> [Text passage]
/---
A complete influenza A virus genome recovered from a Swiss patient who died in July 1918 already contained key mutations associated with human adaptation during the earliest phase of the pandemic, according to a recent study.
Researchers in Switzerland reconstructed a complete and precisely dated influenza A virus (IAV) genome using a ligation-based RNA sequencing protocol applied to a formalin-fixed specimen collected during the early weeks of the 1918 influenza pandemic. The genome, recovered from an 18-year-old patient who died on July 15, 1918, was sequenced with an average coverage of 64 times. The study evaluated this ligation-based protocol alongside a previously published phenol- and chloroform-free random hexamer-based protocol. Both methods yielded comparable viral genome coverage, but the ligation-based protocol produced a higher proportion of short RNA fragments and retained strand orientation.
\---
Extracted data entries:
/---
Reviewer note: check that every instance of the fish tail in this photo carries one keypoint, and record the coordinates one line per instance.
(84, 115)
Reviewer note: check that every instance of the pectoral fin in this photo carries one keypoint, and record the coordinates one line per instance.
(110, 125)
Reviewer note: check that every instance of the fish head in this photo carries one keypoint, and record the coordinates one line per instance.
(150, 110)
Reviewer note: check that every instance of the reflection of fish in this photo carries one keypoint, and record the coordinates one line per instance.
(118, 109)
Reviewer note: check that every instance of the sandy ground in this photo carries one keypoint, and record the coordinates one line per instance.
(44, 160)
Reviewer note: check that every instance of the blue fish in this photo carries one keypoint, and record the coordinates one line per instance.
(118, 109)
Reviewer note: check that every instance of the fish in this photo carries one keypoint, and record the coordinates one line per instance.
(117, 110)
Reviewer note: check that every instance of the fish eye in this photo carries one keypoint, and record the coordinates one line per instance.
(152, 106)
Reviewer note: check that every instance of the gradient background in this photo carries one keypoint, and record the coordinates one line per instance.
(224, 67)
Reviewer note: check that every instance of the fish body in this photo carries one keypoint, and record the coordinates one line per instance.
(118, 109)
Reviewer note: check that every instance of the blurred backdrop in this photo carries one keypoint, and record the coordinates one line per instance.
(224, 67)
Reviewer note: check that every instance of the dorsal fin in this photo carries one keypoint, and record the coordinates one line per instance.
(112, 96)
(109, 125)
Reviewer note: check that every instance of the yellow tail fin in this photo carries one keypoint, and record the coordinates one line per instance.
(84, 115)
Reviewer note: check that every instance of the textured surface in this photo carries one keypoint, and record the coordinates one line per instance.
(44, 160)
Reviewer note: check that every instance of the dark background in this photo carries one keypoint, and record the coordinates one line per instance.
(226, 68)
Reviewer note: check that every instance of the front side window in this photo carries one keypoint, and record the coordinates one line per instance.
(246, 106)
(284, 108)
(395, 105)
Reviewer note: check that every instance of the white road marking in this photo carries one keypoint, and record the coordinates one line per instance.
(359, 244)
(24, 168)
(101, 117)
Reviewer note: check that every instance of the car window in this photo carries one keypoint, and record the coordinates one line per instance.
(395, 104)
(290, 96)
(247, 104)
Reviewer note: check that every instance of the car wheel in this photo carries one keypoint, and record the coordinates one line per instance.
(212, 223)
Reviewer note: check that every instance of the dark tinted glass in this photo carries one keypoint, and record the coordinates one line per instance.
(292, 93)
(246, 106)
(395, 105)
\---
> [What this task involves] Quote the passage on the 1918 flu genome word for word, starting at "Researchers in Switzerland" and ending at "retained strand orientation.".

> [Response to this exercise]
Researchers in Switzerland reconstructed a complete and precisely dated influenza A virus (IAV) genome using a ligation-based RNA sequencing protocol applied to a formalin-fixed specimen collected during the early weeks of the 1918 influenza pandemic. The genome, recovered from an 18-year-old patient who died on July 15, 1918, was sequenced with an average coverage of 64 times. The study evaluated this ligation-based protocol alongside a previously published phenol- and chloroform-free random hexamer-based protocol. Both methods yielded comparable viral genome coverage, but the ligation-based protocol produced a higher proportion of short RNA fragments and retained strand orientation.